***** Kaynak Metin
وَاِذَا دُعُٓوا اِلَى اللّٰهِ وَرَسُولِه۪ لِيَحْكُمَ بَيْنَهُمْ اِذَا فَر۪يقٌ مِنْهُمْ مُعْرِضُونَ ٤٨
وَاِذَا دُعُٓوا اِلَى اللّٰهِ وَرَسُولِه۪ لِيَحْكُمَ بَيْنَهُمْ اِذَا فَر۪يقٌ مِنْهُمْ مُعْرِضُونَ
وَ atıf harfidir. Matuf ile matufun aleyhin hükümde ortak olduğunu belirtir. İkisi arasında tertip (sıra) olduğunu göstermez. Vav ile yapılan atıfta matuf ile matufun aleyh yer değiştirebilir. (Arapça Dilbilgisi Ayetlerle Nahiv Bilgisi)
اِذَا şart manalı, cümleye muzâf olan, cezmetmeyen zaman zarfıdır. Vuku bulma ihtimali kuvvetli veya kesin olan durumlar için gelir. دُعُٓوا ile başlayan fiil cümlesi, muzâfun ileyh olarak mahallen mecrurdur.
Fiil cümlesidir. دُعُٓوا damme üzere mebni meçhul mazi fiildir. Zamir olan çoğul و ’ı naib-i fail olarak mahallen merfûdur. اِلَى اللّٰهِ car mecruru دُعُٓوا fiiline mütealliktir. رَسُولِه۪ atıf harfi وَ ’la اِلَى اللّٰهِ ‘ye matuftur. Aynı zamanda muzâftır. Muttasıl zamir ه۪ muzâfun ileyh olarak mahallen mecrurdur.
لِ harfi, يَحْكُمَ fiilini gizli اَنْ ’le nasb ederek manasını sebep bildiren masdara çeviren nasb harfidir.
**********
▸ İstenen Görevler
(a) Ayet çözümlemesine göre aşağıdaki soruları yanıtlayın:
(i) وَ ile yapılan atıfta matuf ile matufun aleyh ne yapabilir?
(ii) اِذَا hangi durumlar için gelir?
(iii) دُعُٓوا fiilindeki zamir olan çoğul و ’ın irabı nedir?
(b) Ayet çözümlemesini son cümleden sonra aynı üslupla sürdürün. Ayetin kalan kelimelerini sırayla ele alın.
***** Sağlanan Malzeme
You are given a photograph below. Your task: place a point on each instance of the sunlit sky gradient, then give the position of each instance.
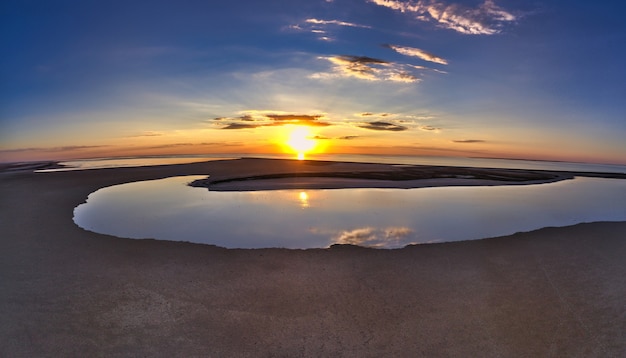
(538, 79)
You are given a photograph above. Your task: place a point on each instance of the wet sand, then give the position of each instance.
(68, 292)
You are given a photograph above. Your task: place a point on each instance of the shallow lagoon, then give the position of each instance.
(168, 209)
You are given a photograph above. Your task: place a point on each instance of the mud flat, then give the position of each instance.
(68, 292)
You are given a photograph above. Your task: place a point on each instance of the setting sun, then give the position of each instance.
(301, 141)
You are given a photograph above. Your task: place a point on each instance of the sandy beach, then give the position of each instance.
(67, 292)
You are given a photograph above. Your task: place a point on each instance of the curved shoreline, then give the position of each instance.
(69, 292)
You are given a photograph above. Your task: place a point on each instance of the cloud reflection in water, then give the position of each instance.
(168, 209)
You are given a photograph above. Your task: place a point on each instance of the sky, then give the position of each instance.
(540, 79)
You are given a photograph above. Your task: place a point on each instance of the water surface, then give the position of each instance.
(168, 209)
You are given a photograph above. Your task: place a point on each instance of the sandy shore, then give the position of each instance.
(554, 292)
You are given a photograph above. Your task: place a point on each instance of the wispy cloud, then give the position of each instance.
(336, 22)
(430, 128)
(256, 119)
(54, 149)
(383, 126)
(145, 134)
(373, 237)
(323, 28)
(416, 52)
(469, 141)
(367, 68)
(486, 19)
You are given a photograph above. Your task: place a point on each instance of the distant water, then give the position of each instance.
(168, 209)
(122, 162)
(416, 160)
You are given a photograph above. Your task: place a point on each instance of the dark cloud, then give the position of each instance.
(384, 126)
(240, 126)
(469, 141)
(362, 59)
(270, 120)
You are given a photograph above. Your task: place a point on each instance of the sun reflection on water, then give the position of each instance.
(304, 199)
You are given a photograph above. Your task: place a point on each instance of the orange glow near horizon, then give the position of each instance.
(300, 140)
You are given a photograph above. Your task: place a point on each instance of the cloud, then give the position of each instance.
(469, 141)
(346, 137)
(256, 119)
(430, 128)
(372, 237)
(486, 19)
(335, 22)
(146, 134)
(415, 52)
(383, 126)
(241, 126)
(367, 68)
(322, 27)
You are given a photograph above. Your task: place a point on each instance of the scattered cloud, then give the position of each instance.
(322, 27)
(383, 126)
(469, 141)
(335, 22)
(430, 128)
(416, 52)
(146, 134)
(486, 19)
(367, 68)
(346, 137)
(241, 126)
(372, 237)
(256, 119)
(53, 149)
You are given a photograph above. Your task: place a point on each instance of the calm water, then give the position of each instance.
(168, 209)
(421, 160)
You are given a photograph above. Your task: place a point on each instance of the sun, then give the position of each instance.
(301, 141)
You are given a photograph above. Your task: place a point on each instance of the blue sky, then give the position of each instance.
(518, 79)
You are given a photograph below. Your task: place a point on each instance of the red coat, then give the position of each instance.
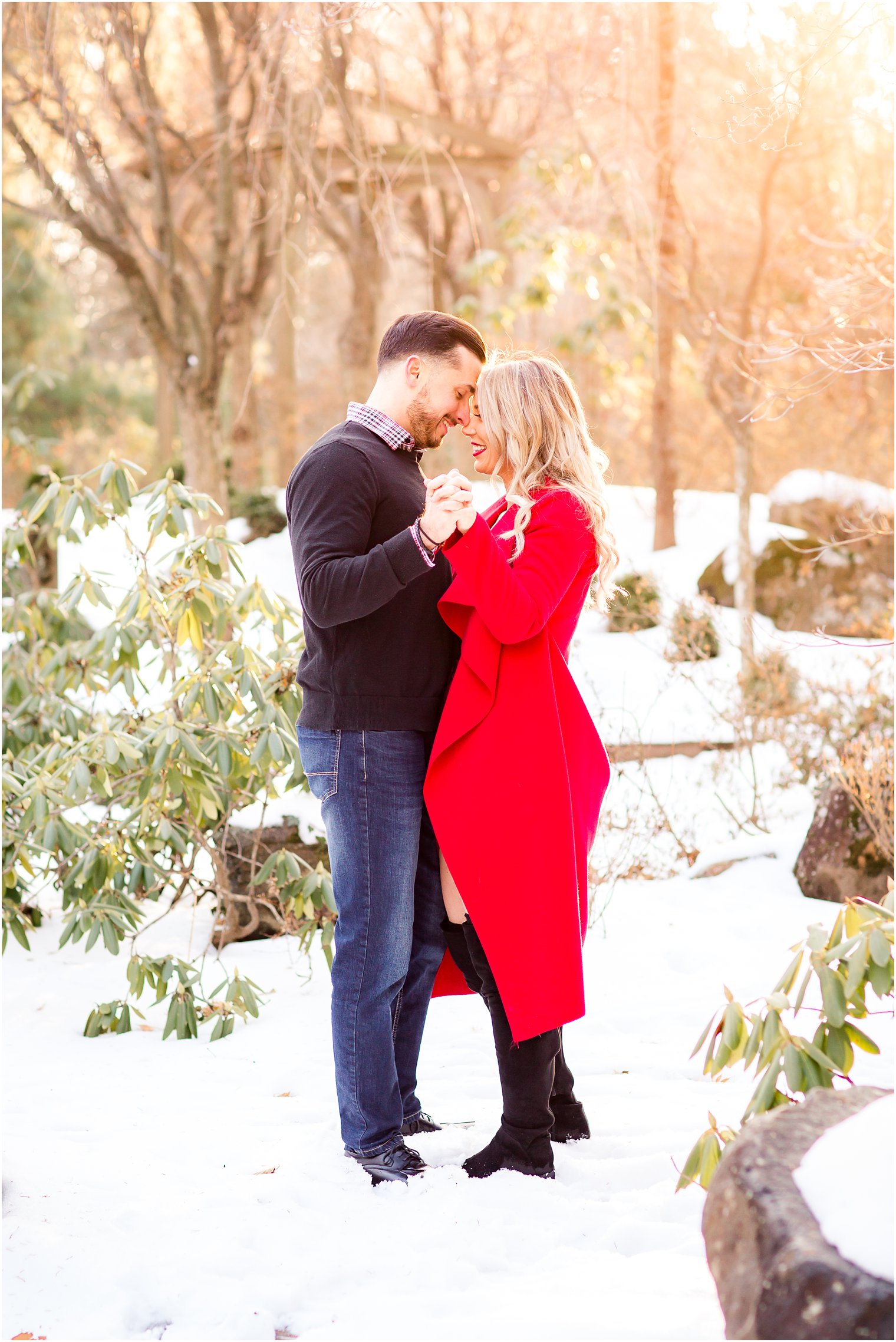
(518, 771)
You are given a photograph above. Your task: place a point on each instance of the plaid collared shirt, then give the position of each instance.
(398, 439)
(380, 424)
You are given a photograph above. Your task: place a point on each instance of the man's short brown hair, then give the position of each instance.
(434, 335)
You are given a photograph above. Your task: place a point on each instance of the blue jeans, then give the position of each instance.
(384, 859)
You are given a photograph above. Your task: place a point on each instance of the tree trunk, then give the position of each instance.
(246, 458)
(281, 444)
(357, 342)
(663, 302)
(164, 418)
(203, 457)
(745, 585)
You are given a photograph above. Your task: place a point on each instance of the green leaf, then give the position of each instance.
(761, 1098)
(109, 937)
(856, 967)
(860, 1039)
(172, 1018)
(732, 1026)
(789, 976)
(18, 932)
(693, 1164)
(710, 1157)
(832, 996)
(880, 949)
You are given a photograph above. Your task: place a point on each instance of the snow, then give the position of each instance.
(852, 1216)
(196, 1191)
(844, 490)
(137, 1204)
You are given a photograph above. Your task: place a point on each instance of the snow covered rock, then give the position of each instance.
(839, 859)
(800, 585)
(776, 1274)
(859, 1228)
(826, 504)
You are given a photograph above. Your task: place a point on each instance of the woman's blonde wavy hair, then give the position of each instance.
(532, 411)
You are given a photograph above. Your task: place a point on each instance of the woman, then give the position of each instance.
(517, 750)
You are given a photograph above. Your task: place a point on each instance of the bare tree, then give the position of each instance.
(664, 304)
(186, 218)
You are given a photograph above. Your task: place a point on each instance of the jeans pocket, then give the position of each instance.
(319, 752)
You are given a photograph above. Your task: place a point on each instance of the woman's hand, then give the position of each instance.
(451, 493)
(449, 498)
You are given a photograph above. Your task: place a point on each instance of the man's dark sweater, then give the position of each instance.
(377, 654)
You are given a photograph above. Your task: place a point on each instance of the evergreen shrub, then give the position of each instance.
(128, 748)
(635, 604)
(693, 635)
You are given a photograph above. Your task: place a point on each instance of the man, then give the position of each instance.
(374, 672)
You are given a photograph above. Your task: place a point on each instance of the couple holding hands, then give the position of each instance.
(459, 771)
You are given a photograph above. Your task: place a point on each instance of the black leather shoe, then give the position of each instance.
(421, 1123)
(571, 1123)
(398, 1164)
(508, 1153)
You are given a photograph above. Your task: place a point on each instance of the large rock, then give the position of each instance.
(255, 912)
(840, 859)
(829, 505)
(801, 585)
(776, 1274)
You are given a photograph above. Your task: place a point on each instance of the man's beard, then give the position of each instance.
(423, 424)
**********
▸ Görev Yanıtları
(a)
(i) Yer değiştirebilir.
(ii) Vuku bulma ihtimali kuvvetli veya kesin olan durumlar için gelir.
(iii) Naib-i fail olarak mahallen merfûdur.

(b)
اَنْ ve masdar-ı müevvel لِ harf-i ceriyle دُعُٓوا fiiline mütealliktir.
يَحْكُمَ fetha ile mansub muzari fiildir. Faili müstetir olup takdiri هو ’dir. بَيْنَ mekân zarfı يَحْكُمَ fiiline mütealliktir. Muttasıl zamir هُمْ muzâfun ileyh olarak mahallen mecrurdur.
اِذَا mufacee harfidir. İsim cümlesinin önüne geldiğinde “birdenbire, ansızın” manasındadır.
İsim cümlesidir. فَر۪يقٌ mübteda olup damme ile merfûdur. مِنْهُمْ car mecruru فَر۪يقٌ ’un mahzuf sıfatına mütealliktir. مُعْرِضُونَ haber olup, ref alameti و ’dır. Cemi müzekker salim kelimeler harfle îrablanır.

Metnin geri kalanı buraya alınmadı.